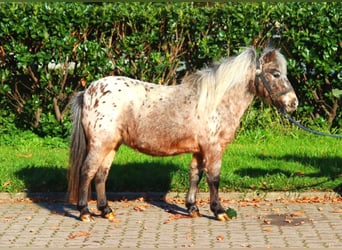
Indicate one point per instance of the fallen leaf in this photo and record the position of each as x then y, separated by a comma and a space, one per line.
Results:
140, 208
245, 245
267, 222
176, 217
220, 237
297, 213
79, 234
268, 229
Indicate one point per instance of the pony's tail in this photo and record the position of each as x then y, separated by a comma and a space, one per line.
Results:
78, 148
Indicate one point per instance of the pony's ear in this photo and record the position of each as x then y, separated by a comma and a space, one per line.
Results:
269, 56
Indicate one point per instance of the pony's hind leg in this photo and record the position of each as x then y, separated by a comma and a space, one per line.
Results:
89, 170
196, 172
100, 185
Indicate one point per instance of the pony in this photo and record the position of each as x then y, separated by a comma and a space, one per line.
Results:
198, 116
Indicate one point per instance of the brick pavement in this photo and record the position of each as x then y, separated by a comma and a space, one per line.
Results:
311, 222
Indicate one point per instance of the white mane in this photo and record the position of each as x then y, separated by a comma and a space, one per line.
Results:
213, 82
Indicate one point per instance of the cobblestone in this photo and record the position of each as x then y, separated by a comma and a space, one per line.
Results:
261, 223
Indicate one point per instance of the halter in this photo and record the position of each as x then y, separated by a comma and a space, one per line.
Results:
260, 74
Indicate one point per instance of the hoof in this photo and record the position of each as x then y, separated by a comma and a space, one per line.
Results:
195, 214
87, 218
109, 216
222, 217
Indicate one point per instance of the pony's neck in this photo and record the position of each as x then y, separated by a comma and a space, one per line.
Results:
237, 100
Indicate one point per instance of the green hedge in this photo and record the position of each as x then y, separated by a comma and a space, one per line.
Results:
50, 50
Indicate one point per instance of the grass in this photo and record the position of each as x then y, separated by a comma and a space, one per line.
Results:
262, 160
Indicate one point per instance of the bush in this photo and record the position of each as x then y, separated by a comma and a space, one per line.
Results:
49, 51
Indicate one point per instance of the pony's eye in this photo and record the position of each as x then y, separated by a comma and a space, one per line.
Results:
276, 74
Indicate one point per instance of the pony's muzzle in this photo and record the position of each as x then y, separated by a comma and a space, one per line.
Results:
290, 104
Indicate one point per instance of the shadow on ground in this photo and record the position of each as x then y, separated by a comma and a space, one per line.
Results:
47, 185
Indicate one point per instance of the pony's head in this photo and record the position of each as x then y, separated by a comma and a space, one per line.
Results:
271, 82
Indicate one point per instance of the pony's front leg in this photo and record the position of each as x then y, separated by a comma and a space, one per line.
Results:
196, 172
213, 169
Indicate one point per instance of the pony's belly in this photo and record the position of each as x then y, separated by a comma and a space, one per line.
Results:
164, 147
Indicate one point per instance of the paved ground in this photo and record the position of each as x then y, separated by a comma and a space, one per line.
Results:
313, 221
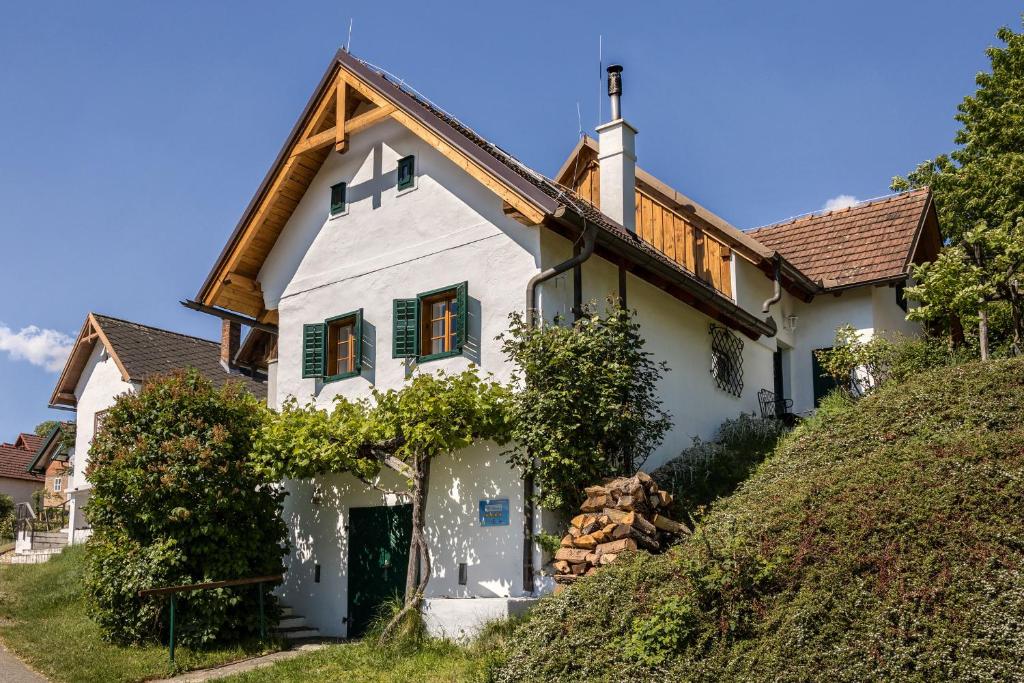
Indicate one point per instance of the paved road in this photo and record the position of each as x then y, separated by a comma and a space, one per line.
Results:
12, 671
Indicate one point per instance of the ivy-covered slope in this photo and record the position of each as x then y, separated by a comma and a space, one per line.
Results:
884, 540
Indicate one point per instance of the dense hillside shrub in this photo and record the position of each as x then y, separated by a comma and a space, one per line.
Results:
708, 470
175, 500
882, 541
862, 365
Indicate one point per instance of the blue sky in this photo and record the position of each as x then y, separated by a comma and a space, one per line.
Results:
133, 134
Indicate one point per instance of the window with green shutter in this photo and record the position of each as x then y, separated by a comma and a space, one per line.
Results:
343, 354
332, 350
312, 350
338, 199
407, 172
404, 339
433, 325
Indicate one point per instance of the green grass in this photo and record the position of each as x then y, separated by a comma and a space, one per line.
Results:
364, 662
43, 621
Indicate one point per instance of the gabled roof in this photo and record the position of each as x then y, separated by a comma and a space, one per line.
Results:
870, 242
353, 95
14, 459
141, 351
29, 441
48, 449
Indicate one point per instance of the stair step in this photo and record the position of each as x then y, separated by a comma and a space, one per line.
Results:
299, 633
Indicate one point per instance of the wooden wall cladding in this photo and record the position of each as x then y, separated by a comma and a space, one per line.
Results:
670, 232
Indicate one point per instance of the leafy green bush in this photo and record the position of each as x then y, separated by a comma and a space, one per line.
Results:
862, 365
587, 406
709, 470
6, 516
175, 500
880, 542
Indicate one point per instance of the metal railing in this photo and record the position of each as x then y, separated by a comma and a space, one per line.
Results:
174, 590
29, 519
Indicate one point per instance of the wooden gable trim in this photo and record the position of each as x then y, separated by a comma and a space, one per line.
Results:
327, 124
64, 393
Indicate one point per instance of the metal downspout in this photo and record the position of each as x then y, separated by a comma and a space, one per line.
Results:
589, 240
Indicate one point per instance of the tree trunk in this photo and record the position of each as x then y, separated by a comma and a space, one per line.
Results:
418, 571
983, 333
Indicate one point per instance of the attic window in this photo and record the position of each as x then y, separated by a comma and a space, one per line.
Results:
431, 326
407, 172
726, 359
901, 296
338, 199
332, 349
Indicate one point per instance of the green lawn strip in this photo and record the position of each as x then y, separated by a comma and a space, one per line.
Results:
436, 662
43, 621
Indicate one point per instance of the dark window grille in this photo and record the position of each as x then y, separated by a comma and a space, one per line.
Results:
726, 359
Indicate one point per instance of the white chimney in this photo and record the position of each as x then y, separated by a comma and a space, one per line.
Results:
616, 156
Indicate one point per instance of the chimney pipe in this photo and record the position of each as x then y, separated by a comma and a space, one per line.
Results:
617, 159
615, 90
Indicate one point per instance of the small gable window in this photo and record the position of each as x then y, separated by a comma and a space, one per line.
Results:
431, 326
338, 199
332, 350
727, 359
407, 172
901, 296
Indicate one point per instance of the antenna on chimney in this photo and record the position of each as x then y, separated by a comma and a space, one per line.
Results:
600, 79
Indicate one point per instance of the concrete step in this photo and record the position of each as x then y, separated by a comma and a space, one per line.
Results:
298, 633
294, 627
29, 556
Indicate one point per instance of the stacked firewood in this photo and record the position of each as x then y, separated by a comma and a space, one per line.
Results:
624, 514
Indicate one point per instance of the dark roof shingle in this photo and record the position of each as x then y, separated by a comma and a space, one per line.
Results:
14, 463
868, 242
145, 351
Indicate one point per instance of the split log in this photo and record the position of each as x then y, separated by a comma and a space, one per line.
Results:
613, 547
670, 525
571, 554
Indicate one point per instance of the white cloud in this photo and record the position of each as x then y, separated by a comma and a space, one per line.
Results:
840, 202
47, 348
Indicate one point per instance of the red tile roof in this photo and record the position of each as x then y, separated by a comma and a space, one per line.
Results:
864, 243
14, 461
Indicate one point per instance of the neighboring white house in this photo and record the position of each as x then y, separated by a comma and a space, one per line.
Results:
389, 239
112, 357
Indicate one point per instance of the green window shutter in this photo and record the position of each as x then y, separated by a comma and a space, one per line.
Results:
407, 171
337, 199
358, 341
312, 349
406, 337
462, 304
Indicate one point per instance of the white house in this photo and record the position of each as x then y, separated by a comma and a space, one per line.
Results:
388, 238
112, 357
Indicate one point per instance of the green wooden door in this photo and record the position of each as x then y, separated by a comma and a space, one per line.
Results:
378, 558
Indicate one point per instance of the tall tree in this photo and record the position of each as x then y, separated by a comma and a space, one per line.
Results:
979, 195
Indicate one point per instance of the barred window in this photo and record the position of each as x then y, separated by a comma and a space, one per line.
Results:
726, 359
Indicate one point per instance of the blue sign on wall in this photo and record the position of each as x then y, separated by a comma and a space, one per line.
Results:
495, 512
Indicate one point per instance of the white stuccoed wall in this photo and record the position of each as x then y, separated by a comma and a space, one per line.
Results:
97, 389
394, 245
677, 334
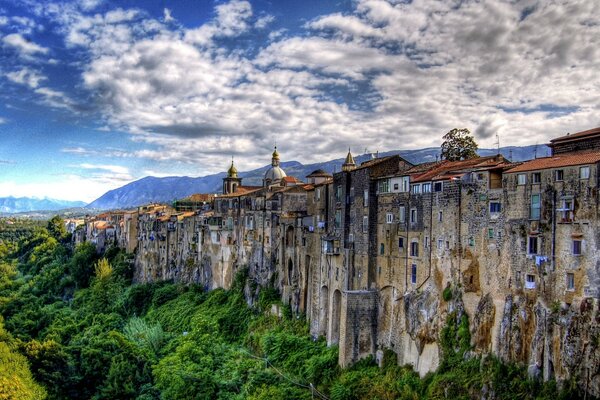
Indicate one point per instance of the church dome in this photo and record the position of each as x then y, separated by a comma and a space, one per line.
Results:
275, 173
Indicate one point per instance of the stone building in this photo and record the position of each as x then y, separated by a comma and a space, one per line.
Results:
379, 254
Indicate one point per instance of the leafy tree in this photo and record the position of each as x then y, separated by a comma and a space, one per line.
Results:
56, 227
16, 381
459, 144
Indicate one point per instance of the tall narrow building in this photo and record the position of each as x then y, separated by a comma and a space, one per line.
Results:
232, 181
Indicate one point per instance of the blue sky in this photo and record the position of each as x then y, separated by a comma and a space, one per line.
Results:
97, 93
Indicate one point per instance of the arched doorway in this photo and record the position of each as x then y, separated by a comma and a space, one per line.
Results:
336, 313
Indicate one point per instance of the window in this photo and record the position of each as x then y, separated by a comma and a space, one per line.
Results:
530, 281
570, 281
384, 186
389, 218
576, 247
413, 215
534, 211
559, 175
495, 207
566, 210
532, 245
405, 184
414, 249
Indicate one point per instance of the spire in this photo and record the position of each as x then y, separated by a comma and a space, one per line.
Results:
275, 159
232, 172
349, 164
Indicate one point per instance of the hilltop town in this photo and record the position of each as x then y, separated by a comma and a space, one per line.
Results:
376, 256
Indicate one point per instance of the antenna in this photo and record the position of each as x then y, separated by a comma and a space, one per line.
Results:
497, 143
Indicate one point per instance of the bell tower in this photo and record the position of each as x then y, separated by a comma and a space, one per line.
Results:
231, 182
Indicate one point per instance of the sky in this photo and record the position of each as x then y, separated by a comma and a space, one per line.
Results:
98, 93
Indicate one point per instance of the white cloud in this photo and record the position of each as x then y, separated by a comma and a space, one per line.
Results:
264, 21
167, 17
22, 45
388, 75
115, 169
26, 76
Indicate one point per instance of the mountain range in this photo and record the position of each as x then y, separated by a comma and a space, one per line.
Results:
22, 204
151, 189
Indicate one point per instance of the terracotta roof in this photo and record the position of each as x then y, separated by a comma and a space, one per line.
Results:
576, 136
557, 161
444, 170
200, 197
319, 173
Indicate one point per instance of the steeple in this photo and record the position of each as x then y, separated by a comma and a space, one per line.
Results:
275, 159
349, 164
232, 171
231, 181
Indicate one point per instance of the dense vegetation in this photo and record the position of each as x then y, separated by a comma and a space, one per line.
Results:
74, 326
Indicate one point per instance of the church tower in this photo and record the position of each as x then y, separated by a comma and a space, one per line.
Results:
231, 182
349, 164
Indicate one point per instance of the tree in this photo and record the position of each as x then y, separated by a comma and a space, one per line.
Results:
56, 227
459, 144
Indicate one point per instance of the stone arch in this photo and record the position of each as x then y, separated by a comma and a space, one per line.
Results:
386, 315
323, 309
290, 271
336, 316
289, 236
◇ ◇ ◇
Exercise task:
From the line holding "Indicate one point per instance of the steeple" down to the final line above, quote every line exactly and only those lines.

Full output:
Indicate one point per instance of the steeple in this photo and record the position of each as x then y, separated by a comma and a space, one per line.
Results:
275, 159
349, 164
232, 171
231, 181
Indicate one point per instance of the dense vegetation in this photo and record the position of each as x then y, separated by a comma and a space, one per line.
Results:
74, 326
Indicate one point per instance of the church tower in this photo and record the position of each as x then y, separated by a comma and a space, one per line.
Results:
231, 182
349, 164
Indicate one point per instance of the tree in this photo and record the position of each as x then y, separated by a comma and a space, one per line.
Results:
56, 227
459, 144
Indicate one point per instance of the stone arch in this photo and record the position of each as x then y, separated by a comma and a space, one per line.
Results:
386, 315
323, 309
290, 271
336, 316
289, 236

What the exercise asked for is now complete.